* [Supplied records]:
· · · · ·
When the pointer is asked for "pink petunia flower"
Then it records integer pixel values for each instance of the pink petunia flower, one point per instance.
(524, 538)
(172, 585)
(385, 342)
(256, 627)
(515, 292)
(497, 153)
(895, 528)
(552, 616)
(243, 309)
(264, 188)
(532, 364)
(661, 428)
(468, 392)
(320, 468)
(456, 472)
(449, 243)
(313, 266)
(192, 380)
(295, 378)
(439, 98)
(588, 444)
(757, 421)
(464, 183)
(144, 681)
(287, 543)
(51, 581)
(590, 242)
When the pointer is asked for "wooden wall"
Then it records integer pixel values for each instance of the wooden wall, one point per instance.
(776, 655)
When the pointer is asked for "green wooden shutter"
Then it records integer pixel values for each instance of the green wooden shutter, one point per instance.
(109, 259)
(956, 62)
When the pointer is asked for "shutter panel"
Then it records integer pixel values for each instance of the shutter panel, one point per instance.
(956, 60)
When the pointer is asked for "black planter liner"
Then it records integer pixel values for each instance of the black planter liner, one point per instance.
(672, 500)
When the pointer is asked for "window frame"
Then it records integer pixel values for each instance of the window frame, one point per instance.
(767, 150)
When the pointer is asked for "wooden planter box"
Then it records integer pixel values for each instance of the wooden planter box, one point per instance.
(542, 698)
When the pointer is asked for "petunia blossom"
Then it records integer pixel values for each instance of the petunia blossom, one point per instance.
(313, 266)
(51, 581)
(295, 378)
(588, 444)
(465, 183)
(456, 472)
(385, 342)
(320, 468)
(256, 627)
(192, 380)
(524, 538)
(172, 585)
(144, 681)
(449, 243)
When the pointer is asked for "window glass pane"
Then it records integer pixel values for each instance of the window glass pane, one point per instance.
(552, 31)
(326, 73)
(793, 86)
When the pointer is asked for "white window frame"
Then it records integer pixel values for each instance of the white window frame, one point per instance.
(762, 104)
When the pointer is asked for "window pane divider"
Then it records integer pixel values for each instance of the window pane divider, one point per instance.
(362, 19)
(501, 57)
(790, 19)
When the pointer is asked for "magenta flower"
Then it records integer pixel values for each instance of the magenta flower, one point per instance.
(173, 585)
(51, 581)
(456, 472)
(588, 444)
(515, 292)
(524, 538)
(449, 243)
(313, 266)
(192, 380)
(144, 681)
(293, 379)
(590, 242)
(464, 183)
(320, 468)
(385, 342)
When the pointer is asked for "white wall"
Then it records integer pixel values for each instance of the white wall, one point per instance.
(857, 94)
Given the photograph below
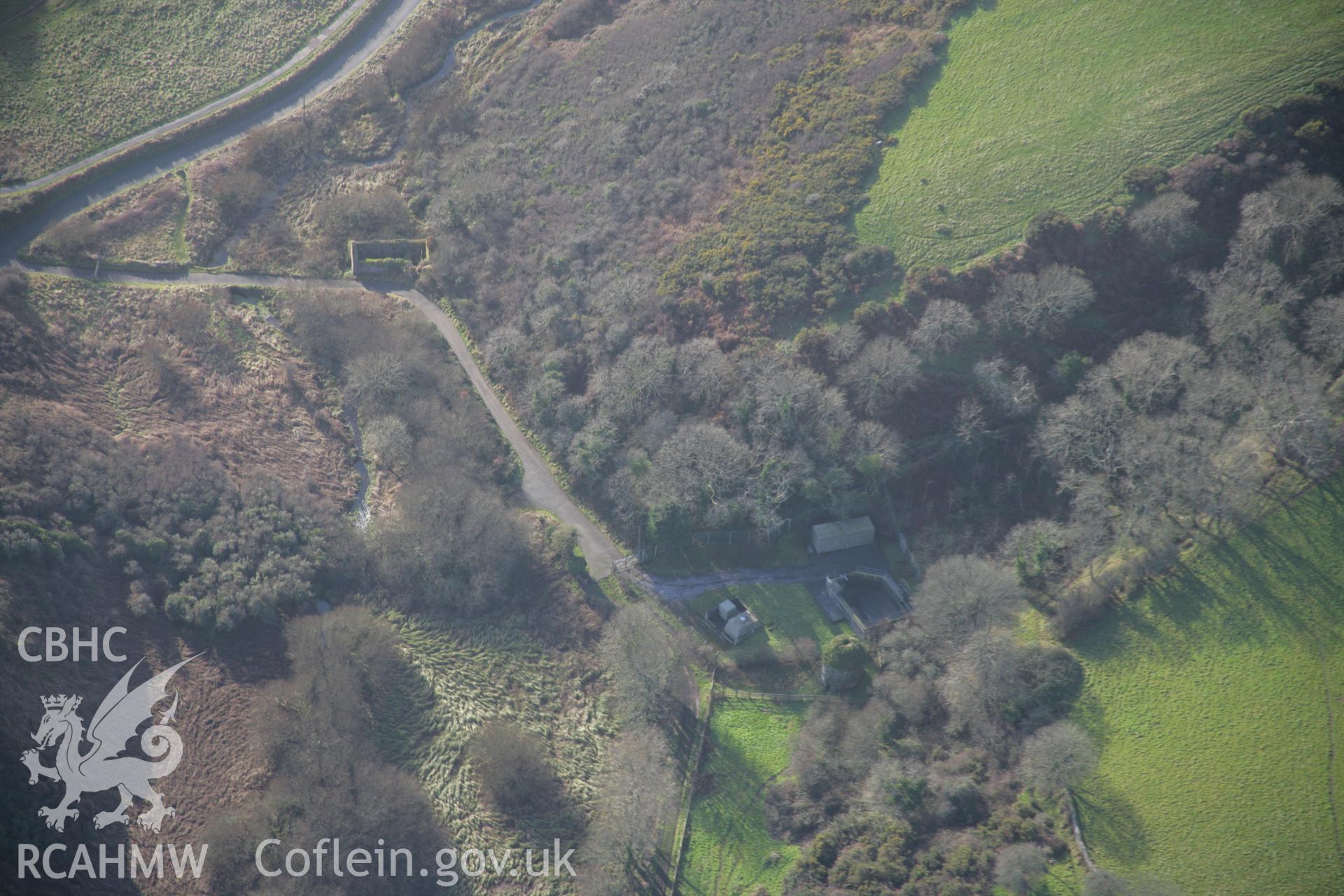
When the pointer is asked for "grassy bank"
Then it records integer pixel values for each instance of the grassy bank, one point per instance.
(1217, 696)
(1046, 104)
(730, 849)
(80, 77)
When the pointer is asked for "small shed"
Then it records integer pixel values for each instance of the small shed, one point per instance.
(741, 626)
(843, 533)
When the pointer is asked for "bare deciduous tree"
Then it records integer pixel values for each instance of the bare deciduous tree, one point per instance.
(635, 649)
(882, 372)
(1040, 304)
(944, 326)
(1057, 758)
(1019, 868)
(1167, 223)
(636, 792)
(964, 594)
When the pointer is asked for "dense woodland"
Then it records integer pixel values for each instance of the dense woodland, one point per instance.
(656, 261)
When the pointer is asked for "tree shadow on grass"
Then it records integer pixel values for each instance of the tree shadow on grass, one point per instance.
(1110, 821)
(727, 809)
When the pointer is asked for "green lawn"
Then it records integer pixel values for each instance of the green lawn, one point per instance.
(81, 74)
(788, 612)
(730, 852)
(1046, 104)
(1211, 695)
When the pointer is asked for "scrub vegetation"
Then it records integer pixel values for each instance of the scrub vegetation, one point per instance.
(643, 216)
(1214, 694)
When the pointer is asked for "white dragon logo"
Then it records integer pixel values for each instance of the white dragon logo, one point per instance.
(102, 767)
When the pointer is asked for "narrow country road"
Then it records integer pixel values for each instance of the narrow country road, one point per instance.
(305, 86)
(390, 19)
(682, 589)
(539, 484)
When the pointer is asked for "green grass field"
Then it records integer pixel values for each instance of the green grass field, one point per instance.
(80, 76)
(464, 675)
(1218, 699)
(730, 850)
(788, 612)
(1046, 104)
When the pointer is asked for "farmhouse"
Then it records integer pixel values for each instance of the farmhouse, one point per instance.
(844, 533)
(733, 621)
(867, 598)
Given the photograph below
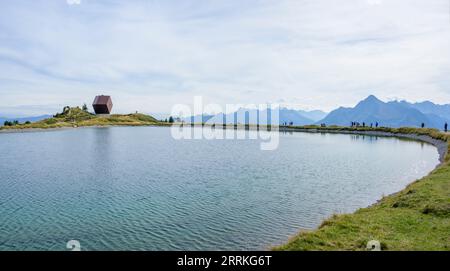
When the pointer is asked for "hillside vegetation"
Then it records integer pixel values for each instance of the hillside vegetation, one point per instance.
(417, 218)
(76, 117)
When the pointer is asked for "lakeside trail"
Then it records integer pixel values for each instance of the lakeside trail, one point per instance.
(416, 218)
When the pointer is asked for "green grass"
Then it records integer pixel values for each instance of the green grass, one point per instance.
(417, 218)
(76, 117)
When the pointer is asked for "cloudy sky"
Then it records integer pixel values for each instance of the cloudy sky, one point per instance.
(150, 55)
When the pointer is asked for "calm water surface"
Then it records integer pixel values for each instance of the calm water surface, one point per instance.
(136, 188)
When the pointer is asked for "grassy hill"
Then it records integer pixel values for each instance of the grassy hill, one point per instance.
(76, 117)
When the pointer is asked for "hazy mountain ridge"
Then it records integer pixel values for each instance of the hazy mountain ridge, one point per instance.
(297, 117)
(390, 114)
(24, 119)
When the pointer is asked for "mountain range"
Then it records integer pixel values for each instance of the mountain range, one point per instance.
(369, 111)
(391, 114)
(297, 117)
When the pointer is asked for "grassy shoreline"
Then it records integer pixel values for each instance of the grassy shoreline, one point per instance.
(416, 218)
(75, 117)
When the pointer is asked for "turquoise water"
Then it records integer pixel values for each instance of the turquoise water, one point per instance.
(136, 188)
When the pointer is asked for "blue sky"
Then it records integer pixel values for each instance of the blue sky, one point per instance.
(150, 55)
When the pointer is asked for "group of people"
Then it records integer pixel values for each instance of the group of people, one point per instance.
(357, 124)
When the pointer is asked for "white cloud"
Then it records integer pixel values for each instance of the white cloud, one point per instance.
· · · · ·
* [Problem statement]:
Without the images, write out each line of the data verbatim.

* [Reply]:
When the pointer is asked for "pink petunia flower"
Then it records integer pixel values for each instance of the pink petunia flower, one point per instance.
(524, 538)
(172, 585)
(385, 342)
(256, 627)
(515, 292)
(497, 153)
(895, 528)
(552, 616)
(243, 309)
(264, 188)
(532, 364)
(661, 428)
(468, 392)
(320, 468)
(456, 472)
(449, 243)
(313, 266)
(192, 380)
(295, 378)
(439, 98)
(588, 444)
(757, 421)
(464, 183)
(144, 681)
(287, 543)
(51, 581)
(590, 242)
When the pointer is asked for "wooden wall"
Then it records integer pixel values for each instance of the wooden wall, one point per instance.
(776, 655)
When the pointer is asked for "green wooden shutter"
Then it records integer pixel values for each instance of the green wooden shutter, one point per instance.
(109, 259)
(956, 62)
When the pointer is asked for "shutter panel"
Then it records integer pixel values for each instance of the shutter panel, one point per instance.
(956, 60)
When the pointer is asked for "black planter liner"
Then it records integer pixel values for each instance of the black planter liner, one point per instance.
(672, 500)
When the pointer is asked for "window frame"
Then it records integer pixel values for each instance of the window frame, one point per instance.
(767, 150)
When the pointer is asked for "wooden planter box"
Then it records integer pixel values for each instance of the wooden planter box, one point per instance.
(542, 698)
When the pointer is asked for "petunia blossom"
Then it records integer pixel values for each instance of the petunia blossom, one point per instance.
(313, 266)
(51, 581)
(295, 378)
(588, 444)
(465, 183)
(456, 472)
(385, 342)
(320, 468)
(256, 627)
(192, 380)
(524, 538)
(172, 585)
(144, 681)
(449, 243)
When the pointer is asked for "window glass pane"
Then it records integer pixel values for each instance of the window glass pane, one point per instance.
(552, 31)
(326, 73)
(793, 86)
When the pointer is asked for "white window frame"
Then it records integer pixel values for each instance of the white window frame, one point per instance.
(762, 104)
When the pointer is asked for "window pane divider"
Then it records integer pixel values for each instance of the window pane divider, one point per instance.
(362, 19)
(501, 57)
(790, 19)
When the pointer is asked for "magenta flower"
Then it records integer pixel values for each instance of the magenta flower, one point per instance.
(173, 585)
(51, 581)
(456, 472)
(588, 444)
(515, 292)
(524, 538)
(449, 243)
(313, 266)
(192, 380)
(144, 681)
(293, 379)
(590, 242)
(464, 183)
(320, 468)
(385, 342)
When the pointer is asked for "white wall"
Then it records integer pixel values for each instance of the white wall, one point per instance.
(857, 94)
Given the photograph below
When the pointer is asked for "grassy bank"
Then it records integer pixel values for each instance of the grassy bank, one point per instance.
(1217, 696)
(1046, 104)
(730, 849)
(80, 77)
When the pointer is asked for "small shed"
Then it records integer pixel values for each instance of the small shed, one point per instance.
(741, 626)
(843, 533)
When the pointer is asked for "bare deciduous tree"
Then it records integer pixel values for each instance of the bare deciduous tree, one point per instance.
(635, 649)
(882, 372)
(1040, 304)
(944, 326)
(1057, 758)
(1019, 868)
(1167, 223)
(636, 792)
(964, 594)
When the pointer is asked for "dense woodland"
Then it records integer pixel values for each instance of the dense woodland, one point per instance.
(656, 261)
When the pointer is asked for "tree shadow on grass"
Then it records integer pixel values for each instance of the tree shadow on grass, one point per instance.
(1110, 821)
(727, 809)
When the pointer is asked for "green lawn"
Then it records integer pixel values for each instance of the green lawn, one point per instance.
(81, 74)
(788, 612)
(730, 852)
(1046, 104)
(1211, 695)
When the pointer is asked for "scrub vegetation"
Then it records integer pixel values for each instance of the scrub vegetation, one point per instance.
(643, 216)
(1214, 694)
When the pointer is asked for "white dragon logo"
Then it records integer pixel values for each instance of the white dragon logo, one point per instance.
(102, 767)
When the pointer is asked for "narrow country road"
Then it records integer pixel values for each instance of the narrow country road, one point per instance.
(305, 86)
(390, 19)
(682, 589)
(539, 484)
When the pointer is asked for "green grass field"
Then it records integer pixel values for each instance of the green grass field, one point per instance.
(80, 76)
(464, 675)
(1218, 699)
(730, 850)
(788, 612)
(1046, 104)
When the pointer is asked for "farmhouse"
Then it records integer pixel values for each instance of the farmhouse, one point per instance.
(844, 533)
(733, 621)
(867, 598)
Given the photograph below
When the pointer is asked for "hillside vegetation"
Then it records integer pixel values for each instance of the hillside vegetation, one point per instance.
(417, 218)
(76, 117)
When the pointer is asked for "lakeside trail"
Then it records integer pixel values for each instance of the lakeside trail, one point per instance.
(416, 218)
When the pointer is asked for "green grass"
Then it records integer pixel values for each instance of the green grass, one point per instance.
(417, 218)
(76, 117)
When the pointer is asked for "cloudy sky"
Then it records integer pixel values for each instance of the cloudy sky, one point per instance.
(150, 55)
When the pointer is asked for "calm water surface"
Then it records integer pixel values for each instance of the calm water surface, one point per instance.
(136, 188)
When the pointer is asked for "grassy hill"
Then it records integer pixel values for each instance of the grassy hill, one point per instance.
(76, 117)
When the pointer is asked for "hazy mountain ridge"
Then it records integer pixel values for each instance of the hazy mountain ridge, one point per instance.
(297, 117)
(390, 114)
(24, 119)
When the pointer is asked for "mountain range"
Then it records integer pixel values for each instance of the mountain range, one point per instance.
(369, 111)
(391, 114)
(297, 117)
When the pointer is asked for "grassy shoreline"
Then it records integer pixel values for each instance of the grassy shoreline, one point per instance.
(416, 218)
(75, 117)
When the pointer is asked for "turquoise water"
Then it records integer pixel values for each instance of the turquoise water, one point per instance.
(136, 188)
When the pointer is asked for "blue sky"
Then it records integer pixel values for each instance of the blue sky, one point per instance.
(150, 55)
When the pointer is asked for "group of people"
Then it records integer pixel values for each instance of the group of people, one point per instance.
(357, 124)
When the pointer is asked for "white cloud"
Then it records integer pixel values for each instance of the white cloud, one point per instance.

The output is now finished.